WRITTEN INSTRUCTION A:
Answer these questions about the excerpt on DMS object interfaces below:
(i) Which two functions are for accessing a single value property?
(ii) In FIG. 6, how many versions does the directory object FOO have?
(iii) What new name does the subdirectory object DOO take?
◇ ◇ ◇
ObjectClose( ) ends the execution cycle of an object.
ObjectTerminate( ) terminates an object version and prevents a new
version from ever be created. ObjectGet( ) and ObjectSet( ) are for
accessing a single value property; the generic behavior for setting
a property is to first validate the property type before allowing
the update to occur. ObjectMVGetFirst( ), ObjectMVGetNext( ),
ObjectMVGet( ), ObjectMVAdd( ), and ObjectMVDelete( ) are for
accessing a multi-value property. A multi-value property has unique
key, for example, CHILDREN may be a multi-value property, and its
unique key may be the name or the GUID of the child. ObjectRead( ),
ObjectWrite( ), and ObjectApply( ) are for accessing metadata of a
random access binary blob type. ObjectRecordAppend( ),
ObjectRecordGetFirst( ), ObjectRecordGetNext( ), and
ObjectRecordGetAt( ) are for accessing metadata of sequential
access binary blob type.
[0108] The above object interfaces are a representative subset of
the actual basic object behaviors of the DMS. There are merely
illustrative of the functional behavior of the active objects. If
desired, an object class may define its own set of specific
behaviors.
[0109] In DMS, and as will be described in more detail below,
preferably there are many data source active object classes, for
example, a directory object, a file object, database object, and
the like. FIGS. 6-7 illustrate sample instances of a respective
directory object and a file object. In particular, in FIG. 6 the
directory object (FOO) has three versions. In the first version,
the directory object only has the version 1 of a subdirectory
object--DOO. The subdirectory object changed its name to WOO, thus
a version 2 of the subdirectory object is created; as a result, a
version 2 of FOO is created to link to the version 2 of the
subdirectory. On version 3 of FOO, a new file under the directory
FOO is created. The links, shown as dotted arrows, on the directory
object FOO are stored as a "CHILDREN" property, and this property
is of multi-value GUID type. These links allow the active object to
build up object relationships or an object hierarchy; in this case,
which is merely representative, it is parent-child relationship.
This is a logical view of the directory data structure. For
conservation of storage usage, the directory version pages may be
combined into a table or a journal, and the table or journal may be
stored in a special purpose file or a raw device block. For
simplicity, the above diagram intentionally does not show the
entire subdirectory and file objects (for example, the anchor pages
are not shown).
◇ ◇ ◇
WRITTEN INSTRUCTION B: Extract every line in the records below that contains the string "windscreen". Case counts.

Records from a pointing dataset:
◇ ◇ ◇
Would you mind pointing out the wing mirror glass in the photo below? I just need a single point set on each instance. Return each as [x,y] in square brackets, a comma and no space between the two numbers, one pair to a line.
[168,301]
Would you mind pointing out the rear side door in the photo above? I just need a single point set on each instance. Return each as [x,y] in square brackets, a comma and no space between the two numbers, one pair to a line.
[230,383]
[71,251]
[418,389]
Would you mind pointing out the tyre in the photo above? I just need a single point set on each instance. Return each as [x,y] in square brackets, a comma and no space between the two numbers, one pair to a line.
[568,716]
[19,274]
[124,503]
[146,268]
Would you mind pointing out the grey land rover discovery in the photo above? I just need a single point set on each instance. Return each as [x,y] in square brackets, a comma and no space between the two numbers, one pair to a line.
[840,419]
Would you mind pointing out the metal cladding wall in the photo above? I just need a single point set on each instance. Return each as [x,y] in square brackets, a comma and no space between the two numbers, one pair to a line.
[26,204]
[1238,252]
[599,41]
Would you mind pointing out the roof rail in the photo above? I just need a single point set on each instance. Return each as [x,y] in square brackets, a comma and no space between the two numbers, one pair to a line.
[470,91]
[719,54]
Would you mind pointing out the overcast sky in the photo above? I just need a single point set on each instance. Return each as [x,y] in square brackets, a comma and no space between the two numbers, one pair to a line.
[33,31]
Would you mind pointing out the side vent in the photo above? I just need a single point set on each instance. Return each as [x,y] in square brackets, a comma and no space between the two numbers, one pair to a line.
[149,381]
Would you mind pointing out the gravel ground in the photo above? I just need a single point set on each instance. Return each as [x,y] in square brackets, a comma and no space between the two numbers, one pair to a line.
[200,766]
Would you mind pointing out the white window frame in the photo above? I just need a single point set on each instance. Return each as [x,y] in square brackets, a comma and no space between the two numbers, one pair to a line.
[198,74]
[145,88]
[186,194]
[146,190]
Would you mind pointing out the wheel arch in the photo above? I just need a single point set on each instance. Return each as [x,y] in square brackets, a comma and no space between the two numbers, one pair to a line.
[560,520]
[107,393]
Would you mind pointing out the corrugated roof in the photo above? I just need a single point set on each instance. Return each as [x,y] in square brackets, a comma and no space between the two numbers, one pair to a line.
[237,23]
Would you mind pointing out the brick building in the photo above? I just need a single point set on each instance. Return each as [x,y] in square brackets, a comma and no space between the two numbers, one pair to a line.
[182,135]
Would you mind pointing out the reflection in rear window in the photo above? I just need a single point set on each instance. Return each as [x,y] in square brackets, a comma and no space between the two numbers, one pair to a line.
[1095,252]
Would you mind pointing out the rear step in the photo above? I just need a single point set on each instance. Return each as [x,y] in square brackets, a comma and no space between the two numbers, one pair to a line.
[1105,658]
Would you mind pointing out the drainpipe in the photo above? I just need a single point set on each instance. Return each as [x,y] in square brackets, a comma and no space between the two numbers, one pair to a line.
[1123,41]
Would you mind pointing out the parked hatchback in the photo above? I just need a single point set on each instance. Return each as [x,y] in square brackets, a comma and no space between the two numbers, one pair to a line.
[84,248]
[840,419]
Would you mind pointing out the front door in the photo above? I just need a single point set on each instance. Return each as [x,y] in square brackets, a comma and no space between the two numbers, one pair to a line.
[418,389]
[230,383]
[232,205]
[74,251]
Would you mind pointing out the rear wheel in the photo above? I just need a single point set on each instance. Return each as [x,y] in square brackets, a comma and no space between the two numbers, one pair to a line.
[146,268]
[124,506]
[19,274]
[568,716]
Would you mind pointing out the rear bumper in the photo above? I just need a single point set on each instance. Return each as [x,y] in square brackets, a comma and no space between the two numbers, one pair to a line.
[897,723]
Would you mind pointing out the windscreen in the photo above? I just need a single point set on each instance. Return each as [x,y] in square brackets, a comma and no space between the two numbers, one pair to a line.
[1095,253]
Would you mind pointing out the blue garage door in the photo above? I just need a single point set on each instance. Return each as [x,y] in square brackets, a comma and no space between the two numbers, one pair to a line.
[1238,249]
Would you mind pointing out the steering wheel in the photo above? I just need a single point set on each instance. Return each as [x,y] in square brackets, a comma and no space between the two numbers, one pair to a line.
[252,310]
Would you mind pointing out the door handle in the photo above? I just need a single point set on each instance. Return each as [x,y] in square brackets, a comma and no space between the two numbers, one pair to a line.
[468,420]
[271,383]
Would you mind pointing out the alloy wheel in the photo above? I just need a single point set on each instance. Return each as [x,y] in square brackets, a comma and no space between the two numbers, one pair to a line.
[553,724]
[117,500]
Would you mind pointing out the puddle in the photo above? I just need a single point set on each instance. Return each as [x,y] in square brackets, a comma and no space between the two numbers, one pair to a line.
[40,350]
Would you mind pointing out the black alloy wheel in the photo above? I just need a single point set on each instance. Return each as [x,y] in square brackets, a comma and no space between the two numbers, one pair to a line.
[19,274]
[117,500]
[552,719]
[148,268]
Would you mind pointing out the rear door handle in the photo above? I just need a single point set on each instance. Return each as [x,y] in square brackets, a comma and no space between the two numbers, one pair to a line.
◇ ◇ ◇
TASK OUTPUT A:
(i) ObjectGet( ) and ObjectSet( )
(ii) Three
(iii) WOO

TASK OUTPUT B:
Would you mind pointing out the windscreen in the photo above? I just need a single point set on each instance. Return each as [x,y] in square brackets, a comma and no space between the two numbers, one pair to a line.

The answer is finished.